#### Excerpted data:

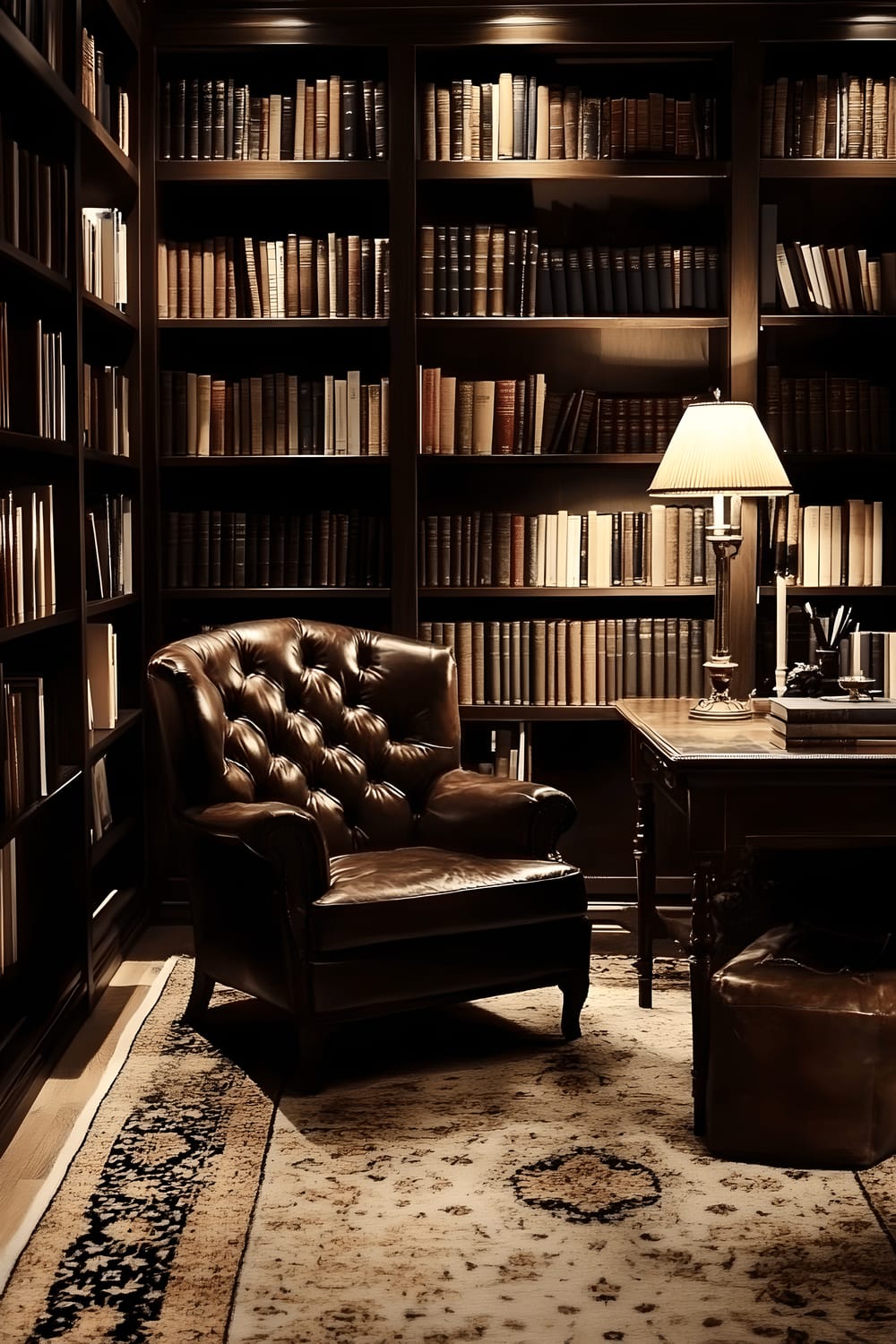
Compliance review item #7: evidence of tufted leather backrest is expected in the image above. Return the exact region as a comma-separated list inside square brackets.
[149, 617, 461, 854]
...
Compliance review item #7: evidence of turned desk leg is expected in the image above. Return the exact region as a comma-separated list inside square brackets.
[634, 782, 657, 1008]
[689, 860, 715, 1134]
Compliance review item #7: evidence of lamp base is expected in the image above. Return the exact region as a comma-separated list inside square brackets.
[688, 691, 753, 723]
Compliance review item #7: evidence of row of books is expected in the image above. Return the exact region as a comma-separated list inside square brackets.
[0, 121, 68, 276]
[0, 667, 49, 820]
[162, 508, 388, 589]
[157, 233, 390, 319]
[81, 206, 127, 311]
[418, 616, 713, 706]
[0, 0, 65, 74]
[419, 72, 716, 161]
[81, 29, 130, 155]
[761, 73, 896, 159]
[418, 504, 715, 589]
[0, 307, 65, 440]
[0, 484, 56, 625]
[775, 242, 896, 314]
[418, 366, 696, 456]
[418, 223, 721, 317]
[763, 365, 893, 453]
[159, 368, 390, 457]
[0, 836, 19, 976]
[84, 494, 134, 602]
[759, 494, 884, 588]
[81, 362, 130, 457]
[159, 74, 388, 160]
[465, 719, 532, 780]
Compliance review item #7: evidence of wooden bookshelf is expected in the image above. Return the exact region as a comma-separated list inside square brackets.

#### What is needed:
Reproduce the entries verbatim, from the line containing "Compliance review item #7: evidence of lamp" through the line containing "[688, 691, 753, 723]", including both of those lines.

#### Solution below:
Compliance review item #7: evidence of lamp base is expected in the image above. Return the exact region as a comma-separated list inside square brackets.
[688, 691, 753, 723]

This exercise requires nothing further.